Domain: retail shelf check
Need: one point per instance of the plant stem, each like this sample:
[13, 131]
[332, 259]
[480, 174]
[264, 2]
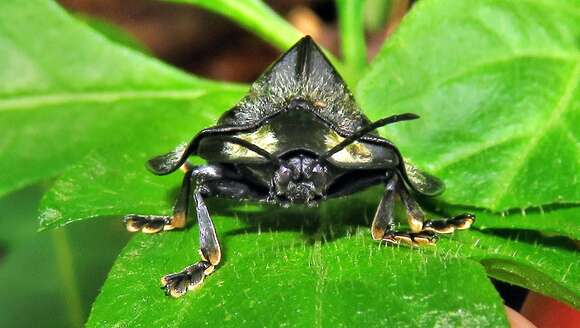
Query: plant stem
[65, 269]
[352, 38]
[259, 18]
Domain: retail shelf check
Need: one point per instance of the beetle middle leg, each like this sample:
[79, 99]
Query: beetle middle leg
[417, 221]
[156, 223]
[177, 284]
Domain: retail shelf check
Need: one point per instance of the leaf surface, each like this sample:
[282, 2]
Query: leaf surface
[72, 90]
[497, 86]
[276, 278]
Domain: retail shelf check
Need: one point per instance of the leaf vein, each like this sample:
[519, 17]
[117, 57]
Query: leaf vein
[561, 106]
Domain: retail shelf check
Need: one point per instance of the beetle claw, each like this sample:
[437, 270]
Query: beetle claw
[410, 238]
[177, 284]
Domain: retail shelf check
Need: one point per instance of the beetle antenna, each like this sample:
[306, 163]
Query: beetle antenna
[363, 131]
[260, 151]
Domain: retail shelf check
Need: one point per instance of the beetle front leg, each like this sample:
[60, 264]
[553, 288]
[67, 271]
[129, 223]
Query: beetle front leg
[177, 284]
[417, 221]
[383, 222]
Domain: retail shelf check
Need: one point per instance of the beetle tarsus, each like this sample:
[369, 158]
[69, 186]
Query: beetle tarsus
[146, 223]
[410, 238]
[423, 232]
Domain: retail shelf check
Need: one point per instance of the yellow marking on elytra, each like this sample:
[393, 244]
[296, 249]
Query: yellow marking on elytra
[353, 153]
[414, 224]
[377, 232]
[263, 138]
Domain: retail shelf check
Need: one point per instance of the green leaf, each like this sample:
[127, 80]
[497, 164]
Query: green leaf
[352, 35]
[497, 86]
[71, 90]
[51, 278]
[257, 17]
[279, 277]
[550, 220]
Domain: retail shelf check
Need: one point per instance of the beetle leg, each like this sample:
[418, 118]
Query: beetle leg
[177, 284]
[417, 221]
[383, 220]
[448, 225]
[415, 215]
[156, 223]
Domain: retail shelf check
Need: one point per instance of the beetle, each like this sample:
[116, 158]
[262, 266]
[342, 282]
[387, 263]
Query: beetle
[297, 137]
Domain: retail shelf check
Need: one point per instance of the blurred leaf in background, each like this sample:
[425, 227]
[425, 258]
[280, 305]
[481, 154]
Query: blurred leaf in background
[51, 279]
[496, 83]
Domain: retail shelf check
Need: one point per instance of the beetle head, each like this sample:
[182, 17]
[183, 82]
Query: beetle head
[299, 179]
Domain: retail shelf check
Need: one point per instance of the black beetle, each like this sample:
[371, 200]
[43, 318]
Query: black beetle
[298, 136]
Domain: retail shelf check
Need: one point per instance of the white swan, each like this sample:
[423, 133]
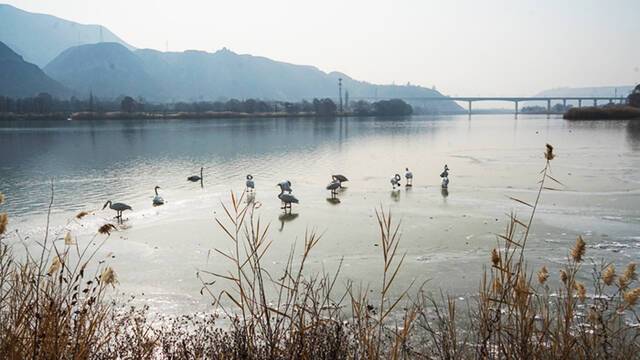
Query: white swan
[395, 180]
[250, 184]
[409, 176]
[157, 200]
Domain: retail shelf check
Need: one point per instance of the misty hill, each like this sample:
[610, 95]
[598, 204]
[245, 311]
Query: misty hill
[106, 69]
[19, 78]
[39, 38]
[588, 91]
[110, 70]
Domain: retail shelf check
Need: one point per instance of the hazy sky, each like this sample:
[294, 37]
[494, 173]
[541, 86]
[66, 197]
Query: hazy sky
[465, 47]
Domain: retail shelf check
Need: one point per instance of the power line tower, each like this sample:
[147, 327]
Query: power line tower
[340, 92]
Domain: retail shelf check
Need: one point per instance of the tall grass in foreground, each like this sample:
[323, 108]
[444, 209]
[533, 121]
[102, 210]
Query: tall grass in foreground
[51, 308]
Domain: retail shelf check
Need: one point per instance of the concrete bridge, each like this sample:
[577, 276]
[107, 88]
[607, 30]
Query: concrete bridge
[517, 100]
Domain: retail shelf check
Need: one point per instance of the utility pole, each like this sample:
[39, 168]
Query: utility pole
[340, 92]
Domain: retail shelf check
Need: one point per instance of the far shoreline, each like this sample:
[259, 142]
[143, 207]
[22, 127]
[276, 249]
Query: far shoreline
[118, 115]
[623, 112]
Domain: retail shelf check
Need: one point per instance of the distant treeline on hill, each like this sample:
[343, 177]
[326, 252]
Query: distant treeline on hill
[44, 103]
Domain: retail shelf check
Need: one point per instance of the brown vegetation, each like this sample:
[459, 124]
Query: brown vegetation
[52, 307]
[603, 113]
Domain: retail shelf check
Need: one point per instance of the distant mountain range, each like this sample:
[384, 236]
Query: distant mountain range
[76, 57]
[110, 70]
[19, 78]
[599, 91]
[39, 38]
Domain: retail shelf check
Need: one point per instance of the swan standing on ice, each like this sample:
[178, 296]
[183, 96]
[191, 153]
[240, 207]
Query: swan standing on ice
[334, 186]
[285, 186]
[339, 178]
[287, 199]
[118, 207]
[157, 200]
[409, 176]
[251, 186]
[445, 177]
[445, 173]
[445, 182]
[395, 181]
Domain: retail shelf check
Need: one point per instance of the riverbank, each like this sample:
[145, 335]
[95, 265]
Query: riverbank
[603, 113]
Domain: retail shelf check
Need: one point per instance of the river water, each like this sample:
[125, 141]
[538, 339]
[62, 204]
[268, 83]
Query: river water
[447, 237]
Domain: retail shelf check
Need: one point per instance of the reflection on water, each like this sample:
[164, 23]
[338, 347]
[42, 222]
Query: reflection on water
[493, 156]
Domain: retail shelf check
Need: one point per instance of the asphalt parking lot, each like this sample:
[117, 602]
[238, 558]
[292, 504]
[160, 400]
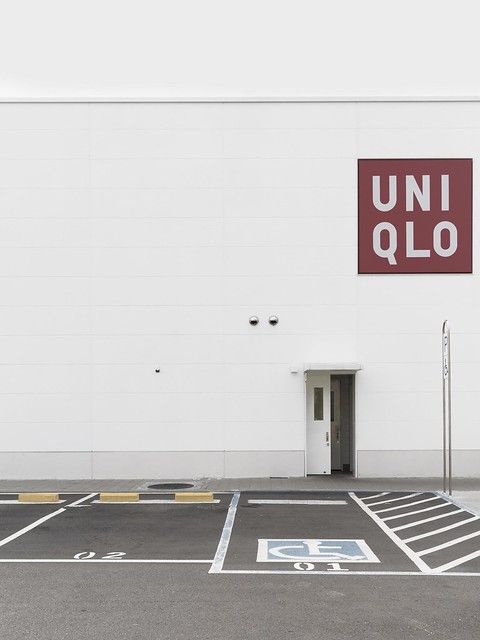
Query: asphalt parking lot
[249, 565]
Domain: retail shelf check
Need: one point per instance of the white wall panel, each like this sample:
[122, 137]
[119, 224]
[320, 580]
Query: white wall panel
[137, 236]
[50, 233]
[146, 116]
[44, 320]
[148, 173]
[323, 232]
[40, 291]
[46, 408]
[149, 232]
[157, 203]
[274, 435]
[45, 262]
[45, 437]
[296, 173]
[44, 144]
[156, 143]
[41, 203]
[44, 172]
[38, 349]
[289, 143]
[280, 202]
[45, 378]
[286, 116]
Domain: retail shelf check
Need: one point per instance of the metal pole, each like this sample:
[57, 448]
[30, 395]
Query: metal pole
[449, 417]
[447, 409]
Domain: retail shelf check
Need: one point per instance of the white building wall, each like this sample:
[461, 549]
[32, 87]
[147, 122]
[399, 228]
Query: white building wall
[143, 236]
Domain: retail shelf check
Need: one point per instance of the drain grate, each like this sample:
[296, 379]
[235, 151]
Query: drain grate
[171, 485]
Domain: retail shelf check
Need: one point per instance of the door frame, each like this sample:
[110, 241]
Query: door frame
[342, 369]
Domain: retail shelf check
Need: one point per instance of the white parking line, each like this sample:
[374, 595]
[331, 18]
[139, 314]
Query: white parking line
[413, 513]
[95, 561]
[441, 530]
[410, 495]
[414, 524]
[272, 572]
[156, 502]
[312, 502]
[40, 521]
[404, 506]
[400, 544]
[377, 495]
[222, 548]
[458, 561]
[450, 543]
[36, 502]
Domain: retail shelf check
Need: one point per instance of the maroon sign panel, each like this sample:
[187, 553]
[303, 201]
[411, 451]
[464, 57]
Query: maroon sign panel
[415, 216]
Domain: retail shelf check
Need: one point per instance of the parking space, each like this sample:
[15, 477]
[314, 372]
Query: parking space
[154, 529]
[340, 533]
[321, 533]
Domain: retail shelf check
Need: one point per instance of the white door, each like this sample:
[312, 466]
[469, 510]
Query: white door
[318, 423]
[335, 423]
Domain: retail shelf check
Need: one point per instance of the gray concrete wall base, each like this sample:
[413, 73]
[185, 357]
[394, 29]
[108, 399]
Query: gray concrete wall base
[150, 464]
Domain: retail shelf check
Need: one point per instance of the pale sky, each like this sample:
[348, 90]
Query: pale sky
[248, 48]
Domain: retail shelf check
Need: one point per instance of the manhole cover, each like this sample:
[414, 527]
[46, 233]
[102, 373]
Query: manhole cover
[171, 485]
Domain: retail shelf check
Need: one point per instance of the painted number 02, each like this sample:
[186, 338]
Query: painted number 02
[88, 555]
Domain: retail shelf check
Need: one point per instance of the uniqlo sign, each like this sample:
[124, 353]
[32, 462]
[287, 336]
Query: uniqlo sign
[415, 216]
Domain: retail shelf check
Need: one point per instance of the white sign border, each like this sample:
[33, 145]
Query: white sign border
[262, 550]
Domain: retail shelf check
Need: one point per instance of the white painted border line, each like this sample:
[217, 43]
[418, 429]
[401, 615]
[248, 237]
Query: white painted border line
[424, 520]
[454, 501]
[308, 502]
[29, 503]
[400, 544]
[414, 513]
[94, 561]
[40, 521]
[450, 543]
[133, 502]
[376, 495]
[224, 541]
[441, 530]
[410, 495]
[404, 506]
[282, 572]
━━━━━━━━
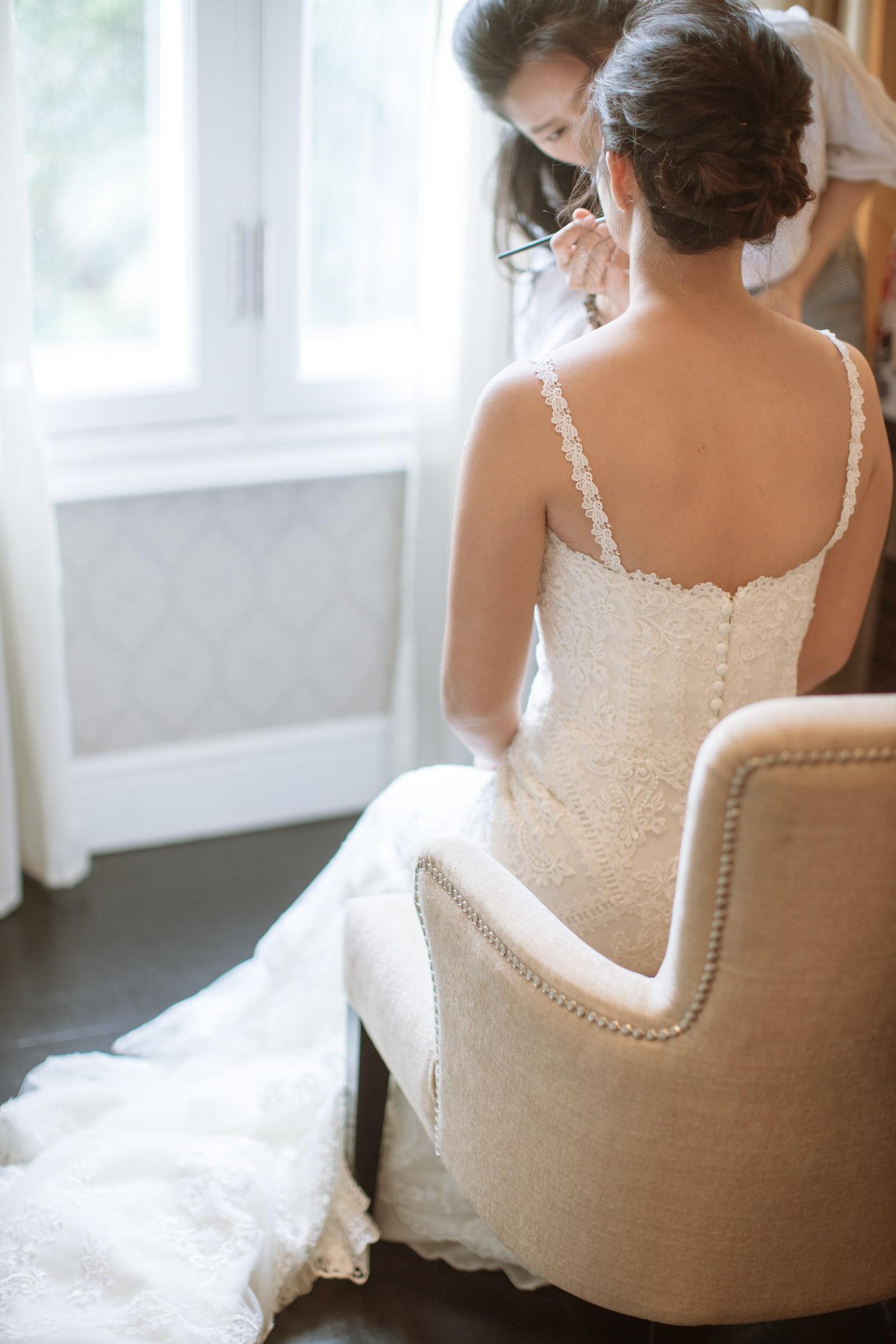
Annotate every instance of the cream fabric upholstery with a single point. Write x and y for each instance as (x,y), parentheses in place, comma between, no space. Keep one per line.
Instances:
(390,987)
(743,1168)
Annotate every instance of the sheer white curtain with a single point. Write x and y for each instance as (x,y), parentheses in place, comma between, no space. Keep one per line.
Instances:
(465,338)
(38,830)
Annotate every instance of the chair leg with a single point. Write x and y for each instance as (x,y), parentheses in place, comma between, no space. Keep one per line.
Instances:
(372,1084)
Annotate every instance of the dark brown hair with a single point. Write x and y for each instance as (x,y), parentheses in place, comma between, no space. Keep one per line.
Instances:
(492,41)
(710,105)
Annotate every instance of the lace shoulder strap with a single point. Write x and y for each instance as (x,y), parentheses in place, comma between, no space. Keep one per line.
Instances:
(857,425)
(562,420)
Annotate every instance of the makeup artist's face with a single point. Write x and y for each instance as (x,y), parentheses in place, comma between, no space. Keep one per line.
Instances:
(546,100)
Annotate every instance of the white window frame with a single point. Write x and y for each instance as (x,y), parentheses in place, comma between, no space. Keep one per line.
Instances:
━━━━━━━━
◆ **TASK STATEMENT**: The reply should consist solely of the number of lines in the records that include "Annotate".

◆ **TASK OUTPUT**: 7